What is the purpose of Seanad Éireann?

Does anybody know what real purpose Seanad Éireann serves? Not only is its membership appointed by a flawed and undemocratic process but its programme is erratic and tendentious and frequently overlooks crucial issues.

Little illustrates this better than its agenda last month. While giving prejudicial vent to its hostility towards China, it failed to mention an important issue relating to policing in the Southern Irish jurisdiction.

Twice within the past four years the current Garda commissioner, Drew Harris, has been severely criticised for major errors of judgement in relation to important, sensitive issues. In 2017 Mr Justice Seamus Treacyruled in the Belfast High Court that the decision by Harris to shut down the Historic Enquiries Team, investigating state collusion with the Glenanne gang, was an “extreme” abuse of power.

Then last month the Supreme Court in London ruled that the decision by the PSNI in 2014, also made by Harris, not to proceed with an investigation into the maltreatment of internees known as the “hooded men” was flawed and irrational.

One could surely be forgiven for thinking that there is, at the very least, a serious absence of priorities by our unelected senators when they could devote their attention to self-serving allegations of events 5,000 miles distant yet overlook a serious and well-authenticated operational deficiency by a holder of high office in the Republic.

There is, however, the hard reality that these political manoeuvrings in Seanad Éireann are not random acts or egregious aberrations: rather they are part of a right-wing, pro-imperialist strategy being promoted by well-connected members of Ireland’s ruling class.

These reactionary advocates have two main concerns and objectives. On the one hand they are determined to maintain, at all costs, the present social and economic free-market capitalist status quo throughout this country. This, they believe, can best be guaranteed by preventing constitutional change that would challenge Ireland’s position within the imperialist matrix.

The Irish bourgeoisie’s concern with China is generated by their slavish adherence and dependence on the needs and demands of American capital. The North American superpower is in decline. Of course it has a massive military capacity, but its economy is faltering and its population riven with dissent. As a consequence of building an economic system concentrated on reaping ever-increasing profit for an ever-smaller number of people, much industrial production has been outsourced overseas, with the inevitable loss of what once was well-paid employment.

> Dataset extract:

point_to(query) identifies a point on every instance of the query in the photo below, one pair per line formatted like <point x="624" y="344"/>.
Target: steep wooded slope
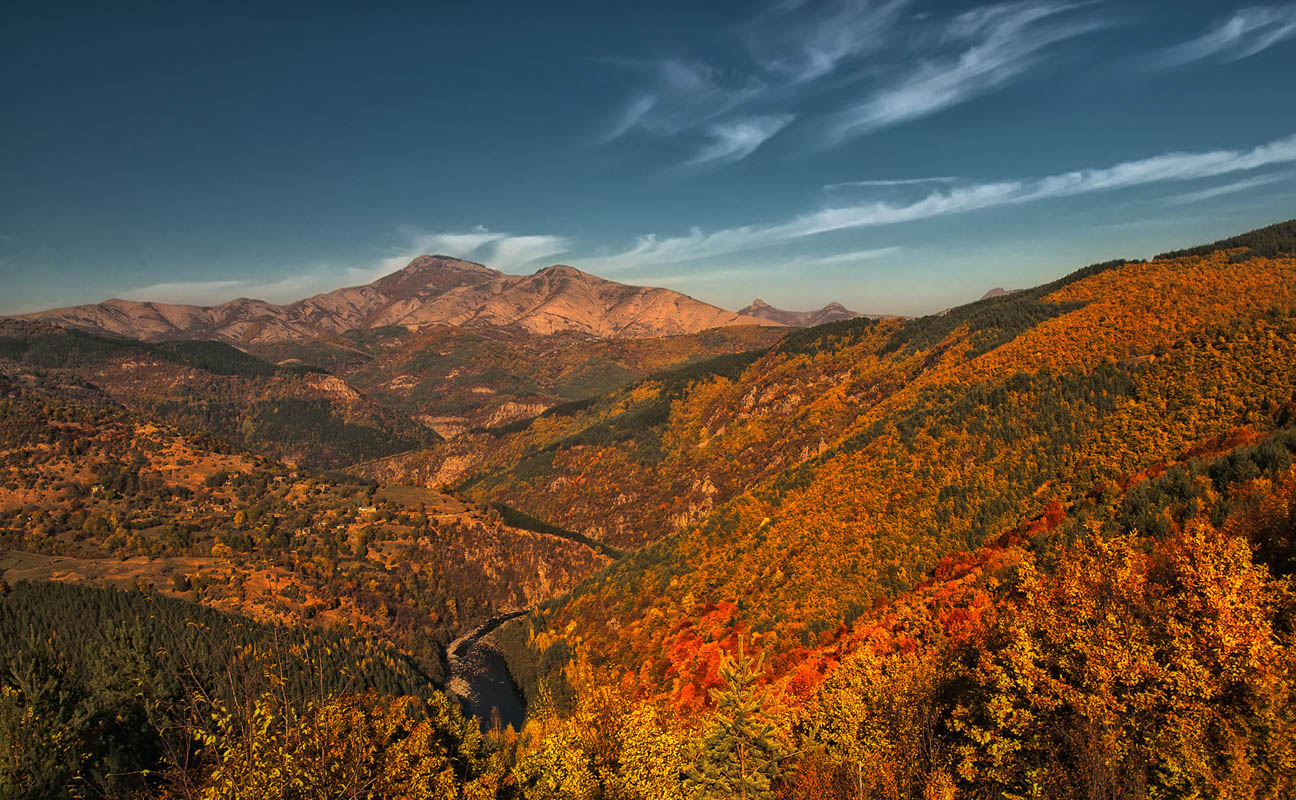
<point x="1005" y="407"/>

> Written instruction A: In the Seanad Éireann piece, what did the Supreme Court in London rule about the PSNI's 2014 decision not to investigate the maltreatment of the "hooded men"?
> Written instruction B: Can you put this sentence from the Seanad Éireann piece into Spanish: "The North American superpower is in decline."
> Written instruction C: Could you carry the Seanad Éireann piece on past its final sentence, in the same voice?
The data stands apart from the Seanad Éireann piece.

> Task answer A: It ruled that the decision was flawed and irrational.

> Task answer B: La superpotencia norteamericana está en declive.

> Task answer C:
Mellody Hobson, chairwoman of the Starbucks Corporation and a director of the investment bank J. P. Morgan Chase, stressed the difficulties facing the American economic model in an article last month in the Financial Times.[1] Writing that “systemic inequalities exist,” she mentioned the fact that in the 1970s, 61 per cent of American households lived in middle-income households, while that figure is now 51 per cent and falling.

In contrast to the faltering American economy, China is growing all the time. Significantly too, and in spite of disapproval by the White House, America’s financial sector recognises this fact and is eager to invest in China.[2] Consequently, the People’s Republic is increasingly seen as offering an alternative to the US-led economic bloc, both as a successful, sustainable model for economic development and as a valuable trading partner.

It hardly requires a great deal of imagination, therefore, to understand why Ireland’s bourgeoisie would be determined to bad-mouth the Chinese government. A prospering state led by a competent communist party could, and most probably would, set an example for others to follow. This would be especially so in a country with a festering housing crisis, an iniquitous two-tier health system, and structural inequality, together with an unresolved national question.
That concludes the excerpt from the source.